- Brief:
Repeat the records below exactly, leaving out every picture.

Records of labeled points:

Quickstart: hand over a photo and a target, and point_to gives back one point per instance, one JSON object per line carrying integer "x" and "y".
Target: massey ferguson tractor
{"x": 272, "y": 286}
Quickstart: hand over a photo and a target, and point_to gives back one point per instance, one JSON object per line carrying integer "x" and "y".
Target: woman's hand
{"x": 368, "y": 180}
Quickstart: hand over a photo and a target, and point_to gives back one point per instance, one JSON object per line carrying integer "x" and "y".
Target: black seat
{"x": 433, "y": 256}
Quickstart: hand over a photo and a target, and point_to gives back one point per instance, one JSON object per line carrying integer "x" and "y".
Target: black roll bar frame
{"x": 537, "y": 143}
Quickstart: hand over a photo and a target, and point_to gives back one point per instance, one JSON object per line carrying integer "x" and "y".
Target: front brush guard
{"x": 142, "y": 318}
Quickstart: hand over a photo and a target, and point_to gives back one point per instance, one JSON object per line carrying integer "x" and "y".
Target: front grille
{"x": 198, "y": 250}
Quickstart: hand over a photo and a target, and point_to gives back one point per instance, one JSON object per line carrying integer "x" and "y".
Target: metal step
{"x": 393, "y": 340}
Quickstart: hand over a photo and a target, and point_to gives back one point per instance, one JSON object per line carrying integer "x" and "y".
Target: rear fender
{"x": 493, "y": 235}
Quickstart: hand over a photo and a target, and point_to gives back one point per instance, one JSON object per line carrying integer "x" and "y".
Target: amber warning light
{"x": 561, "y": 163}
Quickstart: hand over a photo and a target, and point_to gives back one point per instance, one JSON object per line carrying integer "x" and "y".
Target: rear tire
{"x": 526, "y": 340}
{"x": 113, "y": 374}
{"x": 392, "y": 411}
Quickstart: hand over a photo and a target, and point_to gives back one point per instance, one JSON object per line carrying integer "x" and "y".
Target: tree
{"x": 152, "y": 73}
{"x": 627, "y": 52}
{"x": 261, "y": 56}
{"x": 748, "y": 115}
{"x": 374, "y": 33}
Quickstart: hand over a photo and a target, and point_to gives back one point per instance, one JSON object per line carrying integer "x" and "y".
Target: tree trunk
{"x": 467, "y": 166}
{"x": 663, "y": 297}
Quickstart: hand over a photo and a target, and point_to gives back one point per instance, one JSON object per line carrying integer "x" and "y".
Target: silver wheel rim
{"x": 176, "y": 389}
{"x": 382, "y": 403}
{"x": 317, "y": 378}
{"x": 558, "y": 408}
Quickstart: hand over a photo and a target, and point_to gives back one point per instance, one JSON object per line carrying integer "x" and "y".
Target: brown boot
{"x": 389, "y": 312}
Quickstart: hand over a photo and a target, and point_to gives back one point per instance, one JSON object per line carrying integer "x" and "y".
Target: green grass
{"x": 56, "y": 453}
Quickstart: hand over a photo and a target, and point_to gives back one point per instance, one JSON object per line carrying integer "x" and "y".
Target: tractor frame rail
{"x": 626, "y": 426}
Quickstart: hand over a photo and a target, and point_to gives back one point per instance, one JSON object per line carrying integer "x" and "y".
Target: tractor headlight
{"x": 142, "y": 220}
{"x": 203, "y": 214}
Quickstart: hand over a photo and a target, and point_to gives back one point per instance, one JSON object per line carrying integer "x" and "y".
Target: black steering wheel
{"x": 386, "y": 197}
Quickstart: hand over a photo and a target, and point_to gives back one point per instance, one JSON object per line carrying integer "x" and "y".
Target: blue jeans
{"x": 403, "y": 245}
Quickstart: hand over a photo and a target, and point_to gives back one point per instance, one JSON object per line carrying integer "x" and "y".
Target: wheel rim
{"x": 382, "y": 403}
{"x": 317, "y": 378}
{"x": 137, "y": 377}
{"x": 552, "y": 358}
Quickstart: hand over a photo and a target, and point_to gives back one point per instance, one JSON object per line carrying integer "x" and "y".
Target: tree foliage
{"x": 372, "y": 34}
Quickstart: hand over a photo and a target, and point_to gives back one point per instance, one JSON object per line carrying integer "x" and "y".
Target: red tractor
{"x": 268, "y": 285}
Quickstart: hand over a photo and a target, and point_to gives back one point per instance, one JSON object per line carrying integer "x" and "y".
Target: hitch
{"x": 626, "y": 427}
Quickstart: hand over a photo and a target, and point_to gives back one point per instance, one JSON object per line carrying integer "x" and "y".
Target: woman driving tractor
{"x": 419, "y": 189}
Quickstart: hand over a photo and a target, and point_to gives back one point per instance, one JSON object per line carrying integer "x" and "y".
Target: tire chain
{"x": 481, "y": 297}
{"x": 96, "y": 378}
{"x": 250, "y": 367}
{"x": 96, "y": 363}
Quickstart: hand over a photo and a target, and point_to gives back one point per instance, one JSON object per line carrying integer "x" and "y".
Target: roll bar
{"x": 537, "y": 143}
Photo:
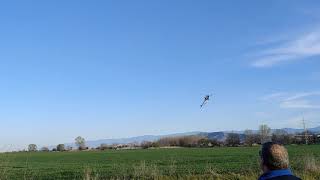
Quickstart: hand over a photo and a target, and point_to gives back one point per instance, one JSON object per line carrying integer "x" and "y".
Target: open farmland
{"x": 193, "y": 163}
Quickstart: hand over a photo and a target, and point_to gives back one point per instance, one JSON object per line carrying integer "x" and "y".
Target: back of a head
{"x": 274, "y": 156}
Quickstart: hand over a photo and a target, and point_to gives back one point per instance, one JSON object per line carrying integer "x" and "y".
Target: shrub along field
{"x": 173, "y": 163}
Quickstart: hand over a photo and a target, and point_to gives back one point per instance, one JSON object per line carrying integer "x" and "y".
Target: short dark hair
{"x": 274, "y": 156}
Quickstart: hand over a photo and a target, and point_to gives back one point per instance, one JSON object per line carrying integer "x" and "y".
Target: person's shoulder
{"x": 287, "y": 177}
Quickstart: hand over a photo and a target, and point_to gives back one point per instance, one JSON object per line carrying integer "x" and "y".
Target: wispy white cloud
{"x": 296, "y": 100}
{"x": 274, "y": 96}
{"x": 298, "y": 48}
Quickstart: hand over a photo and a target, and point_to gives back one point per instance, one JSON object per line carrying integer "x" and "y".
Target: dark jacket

- Task response:
Quickstart: hand over a photo and a target, and point_to gives back one point per instance, one JSON object per line carrying integer "x" and "y".
Target: massey ferguson tractor
{"x": 272, "y": 286}
Quickstart: hand over a photo and a target, and point_to gives back one point per instance, one JSON object per line carrying integer "x" and "y".
Target: woman's hand
{"x": 368, "y": 180}
Quickstart: hand over a photo and a target, and point_to gives back one point per instance, one JSON object per line carrying integer "x" and "y".
Target: black seat
{"x": 433, "y": 256}
Quickstart: hand over a photo and a target, and point_to gives back one point per instance, one JSON object per line carrying integer "x" and "y".
Target: black roll bar frame
{"x": 537, "y": 143}
Quickstart: hand over a photo and a target, and point_to gives back one point per instance, one JSON object per line carrying integer "x" and "y".
Target: front brush guard
{"x": 142, "y": 318}
Quickstart: hand over a photo and a target, and point_to gives back one point per instance, one JSON object per line carrying integer "x" and "y".
Target: front grille
{"x": 198, "y": 250}
Quickstart: hand over a photo and a target, and point_to gives back one point per instance, one JSON object per line carrying integer "x" and "y".
Target: metal step
{"x": 393, "y": 340}
Quickstart: hand over a photo and a target, and point_to gives back one point per instance, one JSON object per line carrying integer "x" and "y".
Target: rear fender
{"x": 493, "y": 235}
Quickstart: hand over a photo and a target, and point_to gives back one point per instance, one JSON object per line carrying integer "x" and "y".
Target: amber warning light
{"x": 561, "y": 163}
Quickstart: hand over a photo and a target, and point_to gives back one point per instance, one JSON object per line carrying integer "x" and "y".
Target: rear tire
{"x": 526, "y": 340}
{"x": 113, "y": 374}
{"x": 392, "y": 411}
Quickstart: hand over a photo and a target, and point_to gives back one point per instance, one JSON object per line carrying integer "x" and "y".
Target: tree
{"x": 152, "y": 73}
{"x": 627, "y": 52}
{"x": 261, "y": 56}
{"x": 748, "y": 115}
{"x": 374, "y": 33}
Quickstart: hand over a photo and a target, and point_to gives back one point per instance, one JSON object per line carrying integer "x" and "y".
Target: tree trunk
{"x": 467, "y": 166}
{"x": 663, "y": 297}
Quickstart: hand over a photo and a target, and point_to gives back one point per instance, one JSON object per line carrying integer "x" and "y".
Target: silver wheel rim
{"x": 176, "y": 389}
{"x": 382, "y": 403}
{"x": 317, "y": 378}
{"x": 558, "y": 408}
Quickstart: hand over a photo and a target, and point_to gives back one point per instance, one JSON object per line carrying integer "x" and "y".
Target: brown boot
{"x": 389, "y": 312}
Quickstart: hand over a photo and a target, and point_to gives back one point per instance, one JSON object per line carrying integer "x" and "y".
Target: green grass
{"x": 56, "y": 453}
Quickstart: hand over a photo and a target, and point_to gives back one point per instance, one JSON object per line carrying integer "x" and "y".
Target: tractor frame rail
{"x": 626, "y": 426}
Quickstart: hand over a photo and a target, and point_to gives back one point per instance, one JSON object per line carrying integer "x" and "y".
Target: tractor headlight
{"x": 142, "y": 220}
{"x": 203, "y": 214}
Quickstart: hand over a photo and a target, and point_to gives back one point per instance, one JSON object per line carrying integer "x" and "y".
Target: black steering wheel
{"x": 386, "y": 197}
Quickstart: hand over a photo and a target, and point_to gives back one point per instance, one JSON object per line carrying integer "x" and "y".
Target: blue jeans
{"x": 403, "y": 245}
Quickstart: hand over a photo and a target, and point_to gives back one point per instance, one JSON object per line carrying integer "x" and "y".
Target: wheel rim
{"x": 382, "y": 403}
{"x": 317, "y": 378}
{"x": 137, "y": 377}
{"x": 552, "y": 358}
Quickstart: hand over a photo and a target, and point_to gives back one point per instance, one JSON object per line carrying integer "x" and "y".
Target: tree foliage
{"x": 372, "y": 34}
Quickstart: hand over a photo and a target, and point_to gives back one point per instance, one JSON object per line carrying integer "x" and "y".
Target: red tractor
{"x": 268, "y": 285}
Quickstart: hand over a photo and a target, and point_to gives back one point per instance, one JSON object per line carrying integer "x" and "y".
Target: hitch
{"x": 626, "y": 427}
Quickstart: hand over a photo and a target, and point_to gives back one point per instance, one JSON object per line carrying integer "x" and "y".
Target: woman driving tractor
{"x": 419, "y": 189}
Quickstart: hand over a photo and a target, and point_to gives back one point per instance, one JSON object per line carrying integer "x" and "y".
Target: tire chain
{"x": 481, "y": 297}
{"x": 96, "y": 378}
{"x": 250, "y": 367}
{"x": 96, "y": 363}
Quickstart: hand over a photo and a target, and point_to gives back one point per instance, one JSON object per line carrying integer "x" and "y".
Target: roll bar
{"x": 537, "y": 143}
Photo:
Quickstart: hand over a photo and a target, and point_to gives back one point per instance, one JSON object per line carrying integer "x" and "y".
Target: open farmland
{"x": 193, "y": 163}
Quickstart: hand over a photo and a target, and point_to gives back one point per instance, one JSON object per line carrying integer "x" and "y".
Target: back of a head
{"x": 274, "y": 156}
Quickstart: hand over a photo and a target, and point_to gives back one point per instance, one JSON object per line carrying integer "x" and "y".
Target: shrub along field
{"x": 173, "y": 163}
Quickstart: hand over a photo and a target, and point_to gives back one point per instance, one JSON object per line carrying integer "x" and "y".
Target: short dark hair
{"x": 274, "y": 156}
Quickstart: hand over a photo and a target, and point_to gives back one point per instance, one JSON object per line carrying integer "x" and "y".
Target: person's shoulder
{"x": 287, "y": 177}
Quickstart: hand over a photo and a target, and point_to gives back one point per instance, one JSON object per line carrying integer "x" and "y".
Target: wispy white cloud
{"x": 296, "y": 100}
{"x": 274, "y": 96}
{"x": 298, "y": 48}
Quickstart: hand over a photo and a target, and point_to gives back one point per instance, one JSON object per line carrying integer "x" and "y".
Target: dark jacket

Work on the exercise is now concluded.